▸ **Texte source**
Dans son dernier livre – Peut-on voyager encore ? [1], l’essayiste Rodolphe Christin, auteur précédemment d’une imparable Critique de la déraison touristique [2], ne répond pas à la question... par la négative. Ou alors en creux, lorsqu’il nous amène à tirer les conséquences inévitables des effets désastreux de l’expansion tous azimuts du tourisme. Avant de se rétracter, pour dérouler son alternative, sa contre-proposition. Celle « de nouveaux chemins écosophiques » à emprunter « pour se rapprocher de l’autre et de l’ailleurs ». Une démarche « poétique et méditative » qui « englobe toutes les dimensions de l’écologie et fixe à l’existence de nouvelles orientations ». Pas moins.
Clarifions. Ou plutôt, tentons de clarifier comment il convient de répondre à la question posée par le titre de cet article. Titre copié-collé, à une anastrophe près, de celui du livre de Christin. La brillante entreprise de démolition du « capitalisme touristique » à laquelle s’adonne l’auteur est convaincante. « Exemple de notre rapport au monde, où quelques privilégiés profitent et consomment au détriment du plus grand nombre, réduit à voir ses lieux de vie s’épuiser » [3], le tourisme y est mis face à ses contradictions. Mieux, face à ses impasses. La principale étant que, dans ses formes actuelles qui creusent les inégalités sociales et aggravent – à un rythme plus de deux fois supérieur à celui de l’économie mondiale [4] – les crises écologique et climatique, il consume ce dont il vit. Conclusion logique : arrêtons les frais, ne voyageons plus.
Ou, préconiseraient d’autres analystes critiques, régulons tout ça ! À la manière forte, par le contrôle et la contrainte s’il le faut, mais en cohérence avec les engagements climatiques de la communauté internationale (« neutralité carbone en 2050 ») et avec la Déclaration universelle des droits humains qui consacre l’accès pour tous et toutes à la mobilité internationale et au repos (articles 13 et 24). Un polytechnicien français, Jean-Marc Jancovici, a vite fait le calcul. [5] À la question « peut-on encore voyager ? », il répond, lui, que chacun et chacune sur cette Terre, nous avons droit à quatre voyages en avion. Non pas chaque année, mais sur toute notre vie. Au-delà, arithmétiquement, nous nous mettons en porte-à-faux avec notre éthique et nos promesses, avec ces impératifs qu’imposent la survie de la biodiversité et la justice sociale la plus élémentaire.

▸ **Matériel fourni**
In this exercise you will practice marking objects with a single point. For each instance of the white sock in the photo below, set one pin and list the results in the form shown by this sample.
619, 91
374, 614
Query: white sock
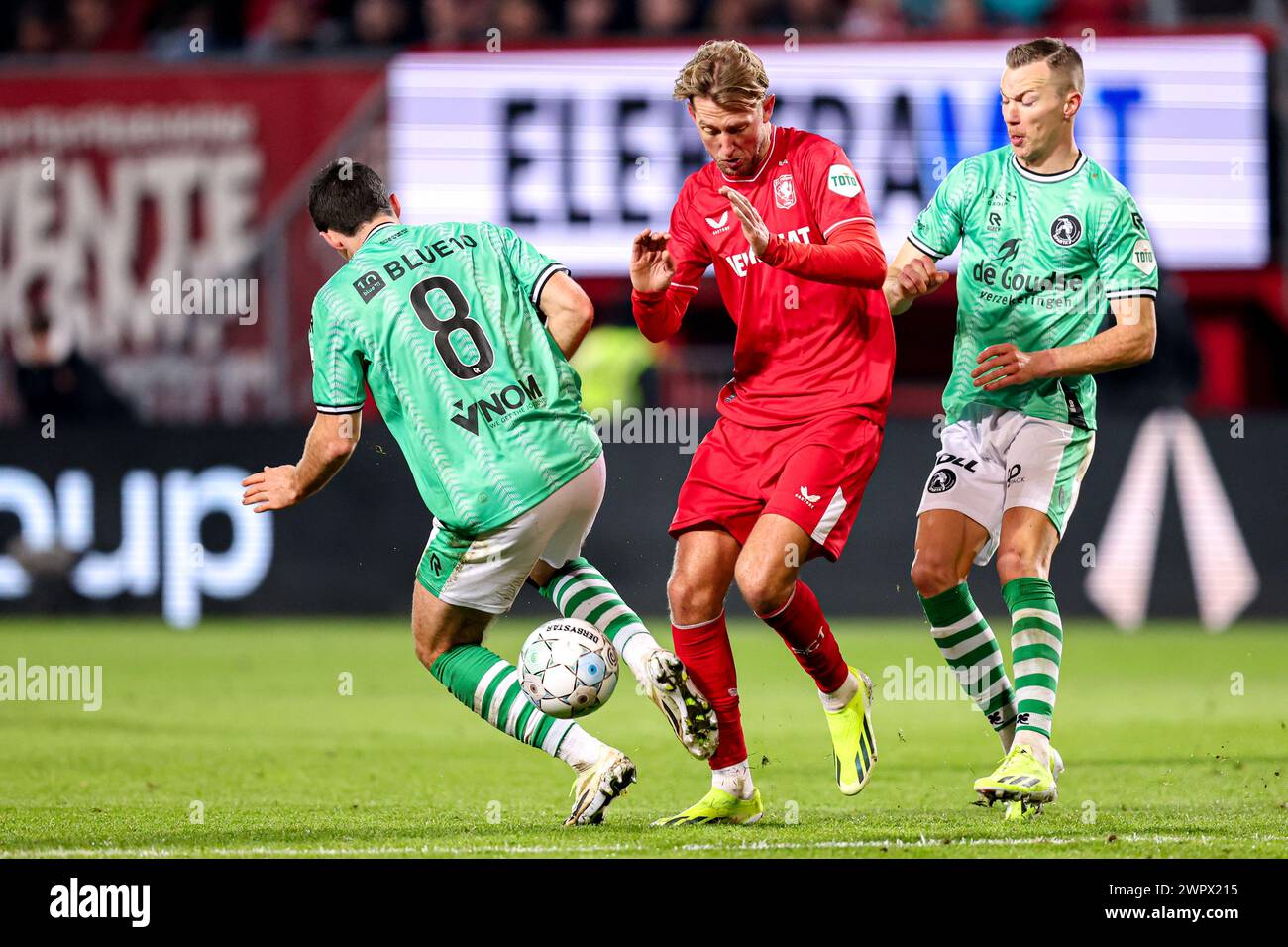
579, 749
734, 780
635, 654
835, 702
--
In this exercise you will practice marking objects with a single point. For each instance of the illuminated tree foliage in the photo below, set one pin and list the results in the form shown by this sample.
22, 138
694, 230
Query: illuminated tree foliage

▸ **Défi**
À partir du texte source, répondez aux questions suivantes :
1. Quel titre porte l'ouvrage antérieur de Rodolphe Christin ?
2. À quel rythme, comparé à celui de l'économie mondiale, le tourisme aggrave-t-il les crises écologique et climatique ?
3. Combien de voyages en avion Jean-Marc Jancovici attribue-t-il à chacun, et sur quelle durée ?
Les entrées proviennent d'une source distincte du texte.

▸ **Réponse ci-dessous**
1. Critique de la déraison touristique.
2. À un rythme plus de deux fois supérieur.
3. Quatre voyages, sur toute la vie.